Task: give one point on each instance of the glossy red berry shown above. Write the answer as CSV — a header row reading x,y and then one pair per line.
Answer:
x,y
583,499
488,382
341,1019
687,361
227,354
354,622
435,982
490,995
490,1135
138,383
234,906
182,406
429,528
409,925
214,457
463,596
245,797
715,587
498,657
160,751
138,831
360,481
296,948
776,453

_The problem_: Write out all of the entries above again, unchanged, character for character.

_Solution below_:
Task: give one point on each instance of the glossy red berry shown above. Write the answer as CSV — a header row reading x,y and then one pair per line.
Answer:
x,y
583,499
488,382
341,1019
687,361
227,354
354,622
435,982
490,995
490,1135
138,383
234,906
182,406
429,528
409,925
214,457
463,596
245,797
715,587
498,657
160,751
138,831
360,481
296,948
776,453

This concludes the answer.